Todo paisaje humano incluye una materialización muy
visible de trabajo y de cultura, unidos de forma íntima. En la imagen, vista de
la ciudad de Edimburgo.
Está
en la red el número 23 de la revista sindical Perspectiva, accesible desde https://perspectiva.ccoo.cat/category/mon-de-la-cultura-i-del-treball/
Animo
a todas/os a leer el conjunto de pequeños ensayos que incluye, de una gran
sustancia, en torno al tema de la relación entre trabajo y cultura. E incluyo aquí
mi aportación, en la que insisto una vez más en mi concepción del sindicato
como una organización “de” (y no solo “para”) los trabajadores, no solo
defensiva, sino portadora de un proyecto autónomo (una “perspectiva”) de
transformación social avanzada y de humanización del trabajo.
Añado
que el texto fue entregado hace por lo menos mes y medio. De haberlo escrito
ahora mismo, no habría dejado de incluir una mención a la compañera Almudena
Grandes, que tan bien supo plasmar en sus novelas la existencia de una cultura
resistente y emergente de las clases trabajadoras bajo el franquismo más despiadado.
Pido
excusas a todas/os por la extensión y el espesor inusuales de este post.
Procuraré no reincidir con frecuencia en ese vicio.
DEDICATORIA:
En recuerdo y homenaje a Javier Aristu
Uno. La revolución deberá empezar por el lenguaje. La derecha
neoliberal hegemónica ha dado un sentido muy determinado (y sesgado) a
conceptos tales como trabajo, cultura, política, valor, bienestar, historia,
progreso. Desde la izquierda, algunos aceptan la tergiversación siquiera sea
para confrontarse a ella, y todo se vuelve un lío porque, con los significados
que les atribuyen las derechas, todo ese conglomerado señala una dirección
única, dogmática, sin alternativas (TINA). La alternativa solo emerge cuando
los conceptos se resitúan en función de otras realidades y se da vuelo
dialéctico al pensamiento. Resulta entonces que no estamos en el final de la
historia, como nos dicen, sino más bien en el principio de “otra” historia; y
que tampoco existe ninguna clave mágica para la solución de los problemas, sino
que es preciso esforzarse una y otra vez en analizar a fondo lo nuevo, y en
ensayar soluciones innovadoras.
Dos. Se producen equívocos cuando la derecha política y
económica se sirve del lenguaje común para
expresar cosas distintas, retorcer los conceptos y señalar direcciones
únicas sin una justificación suficiente. Una de las maneras de constatarlo
consiste en volver a situarnos mentalmente en los años 2012-2015. ¿Recuerdan?

----

*TAREA A*
Reproduce sin alteraciones el listado, empezando por su primera línea y deteniéndote tras la línea que contiene "[29,0,508,233]", ambas incluidas.
El texto anterior no tiene relación alguna con el listado que viene a continuación.

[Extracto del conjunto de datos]
----

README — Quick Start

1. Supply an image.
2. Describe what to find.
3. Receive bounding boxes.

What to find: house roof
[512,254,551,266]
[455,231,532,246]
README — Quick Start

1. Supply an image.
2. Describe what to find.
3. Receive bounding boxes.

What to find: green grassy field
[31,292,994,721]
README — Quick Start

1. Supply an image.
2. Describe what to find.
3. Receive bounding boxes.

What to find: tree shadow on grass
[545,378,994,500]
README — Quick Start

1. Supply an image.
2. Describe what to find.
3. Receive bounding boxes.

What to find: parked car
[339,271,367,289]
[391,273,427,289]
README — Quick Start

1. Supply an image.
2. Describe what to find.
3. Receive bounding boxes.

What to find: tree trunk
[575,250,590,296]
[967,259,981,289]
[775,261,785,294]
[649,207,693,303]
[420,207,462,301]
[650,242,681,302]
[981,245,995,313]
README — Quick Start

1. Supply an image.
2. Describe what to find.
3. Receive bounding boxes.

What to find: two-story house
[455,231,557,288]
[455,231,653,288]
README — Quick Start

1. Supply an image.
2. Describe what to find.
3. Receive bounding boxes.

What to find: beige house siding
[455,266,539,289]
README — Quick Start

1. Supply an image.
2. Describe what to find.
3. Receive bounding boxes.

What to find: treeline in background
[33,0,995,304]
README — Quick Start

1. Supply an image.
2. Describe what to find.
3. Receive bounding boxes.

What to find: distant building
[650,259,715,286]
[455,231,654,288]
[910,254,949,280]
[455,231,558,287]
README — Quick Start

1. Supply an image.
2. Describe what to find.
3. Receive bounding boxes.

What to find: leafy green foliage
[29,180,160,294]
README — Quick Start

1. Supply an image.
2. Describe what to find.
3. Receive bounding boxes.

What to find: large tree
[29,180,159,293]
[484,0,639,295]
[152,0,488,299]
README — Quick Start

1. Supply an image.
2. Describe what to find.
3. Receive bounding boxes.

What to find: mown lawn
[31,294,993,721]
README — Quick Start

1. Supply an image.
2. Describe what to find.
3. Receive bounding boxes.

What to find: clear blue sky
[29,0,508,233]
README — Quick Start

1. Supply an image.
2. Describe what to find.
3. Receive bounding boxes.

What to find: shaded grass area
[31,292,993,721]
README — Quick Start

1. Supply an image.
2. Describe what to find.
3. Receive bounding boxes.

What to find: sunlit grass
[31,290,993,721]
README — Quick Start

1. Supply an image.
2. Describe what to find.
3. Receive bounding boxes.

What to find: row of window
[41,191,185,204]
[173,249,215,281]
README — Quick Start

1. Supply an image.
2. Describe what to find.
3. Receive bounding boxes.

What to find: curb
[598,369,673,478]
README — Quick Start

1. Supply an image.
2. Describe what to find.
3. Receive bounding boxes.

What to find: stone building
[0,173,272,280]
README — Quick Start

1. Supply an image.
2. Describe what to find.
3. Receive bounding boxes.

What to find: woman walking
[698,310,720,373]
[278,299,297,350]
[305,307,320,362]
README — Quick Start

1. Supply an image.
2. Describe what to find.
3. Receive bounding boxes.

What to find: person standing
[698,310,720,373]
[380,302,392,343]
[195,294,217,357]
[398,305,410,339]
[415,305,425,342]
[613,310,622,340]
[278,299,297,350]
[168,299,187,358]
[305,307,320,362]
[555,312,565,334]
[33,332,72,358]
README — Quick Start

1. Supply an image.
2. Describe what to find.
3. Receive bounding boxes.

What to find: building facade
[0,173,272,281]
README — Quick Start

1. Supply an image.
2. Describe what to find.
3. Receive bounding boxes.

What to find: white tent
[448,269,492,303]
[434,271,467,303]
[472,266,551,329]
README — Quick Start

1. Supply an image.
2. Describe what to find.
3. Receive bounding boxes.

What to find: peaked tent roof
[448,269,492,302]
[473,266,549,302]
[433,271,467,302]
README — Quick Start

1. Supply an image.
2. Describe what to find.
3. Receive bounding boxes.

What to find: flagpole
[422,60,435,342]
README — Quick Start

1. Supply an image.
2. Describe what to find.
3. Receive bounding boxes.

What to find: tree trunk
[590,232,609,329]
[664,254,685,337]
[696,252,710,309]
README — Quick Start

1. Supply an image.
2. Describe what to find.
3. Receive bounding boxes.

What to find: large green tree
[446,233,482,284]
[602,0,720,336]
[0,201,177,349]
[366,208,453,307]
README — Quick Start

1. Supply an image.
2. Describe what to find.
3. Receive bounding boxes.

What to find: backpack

----

*TAREA B*
Prolonga el texto sobre la relación entre trabajo y cultura a partir de su última frase.

*RESPUESTA FINAL A*
README — Quick Start

1. Supply an image.
2. Describe what to find.
3. Receive bounding boxes.

What to find: house roof
[512,254,551,266]
[455,231,532,246]
README — Quick Start

1. Supply an image.
2. Describe what to find.
3. Receive bounding boxes.

What to find: green grassy field
[31,292,994,721]
README — Quick Start

1. Supply an image.
2. Describe what to find.
3. Receive bounding boxes.

What to find: tree shadow on grass
[545,378,994,500]
README — Quick Start

1. Supply an image.
2. Describe what to find.
3. Receive bounding boxes.

What to find: parked car
[339,271,367,289]
[391,273,427,289]
README — Quick Start

1. Supply an image.
2. Describe what to find.
3. Receive bounding boxes.

What to find: tree trunk
[575,250,590,296]
[967,259,981,289]
[775,261,785,294]
[649,207,693,303]
[420,207,462,301]
[650,242,681,302]
[981,245,995,313]
README — Quick Start

1. Supply an image.
2. Describe what to find.
3. Receive bounding boxes.

What to find: two-story house
[455,231,557,288]
[455,231,653,288]
README — Quick Start

1. Supply an image.
2. Describe what to find.
3. Receive bounding boxes.

What to find: beige house siding
[455,266,539,289]
README — Quick Start

1. Supply an image.
2. Describe what to find.
3. Receive bounding boxes.

What to find: treeline in background
[33,0,995,304]
README — Quick Start

1. Supply an image.
2. Describe what to find.
3. Receive bounding boxes.

What to find: distant building
[650,259,715,286]
[455,231,654,288]
[910,254,949,280]
[455,231,558,287]
README — Quick Start

1. Supply an image.
2. Describe what to find.
3. Receive bounding boxes.

What to find: leafy green foliage
[29,180,160,294]
README — Quick Start

1. Supply an image.
2. Describe what to find.
3. Receive bounding boxes.

What to find: large tree
[29,180,159,293]
[484,0,639,295]
[152,0,488,299]
README — Quick Start

1. Supply an image.
2. Describe what to find.
3. Receive bounding boxes.

What to find: mown lawn
[31,294,993,721]
README — Quick Start

1. Supply an image.
2. Describe what to find.
3. Receive bounding boxes.

What to find: clear blue sky
[29,0,508,233]

*RESPUESTA FINAL B*
Zapatero había sido incapaz de manejar la crisis financiera que cayó de pronto
sobre nuestras cabezas a partir de la quiebra de Lehman Brothers, y cedió los
trastos a Rubalcaba, que sufrió un revolcón considerable en las elecciones
anticipadas de 20 de noviembre de 2011. No existía oficialmente Vox, y
Ciudadanos era aún una opción exclusivamente catalana. La derecha consagrada,
el PP heredero de Fraga y de Aznar, recibió la cantidad de 10,7 millones de votos
(44,62% del total) y entró a gobernar con una holgada mayoría de 186 escaños.
El PSOE cosechó sus peores resultados en democracia (después, bajaría más aún).
Mariano Rajoy preparó una muy amplia y dura desregulación laboral (la llamó
“reforma”, ¿ven lo que decía antes de las trampas del lenguaje?), y se
arrellanó en su poltrona dispuesto a gobernar en solitario los próximos mil
años, imponiendo el programa máximo del neoliberalismo mediante el rodillo de
su mayoría absoluta en el Congreso.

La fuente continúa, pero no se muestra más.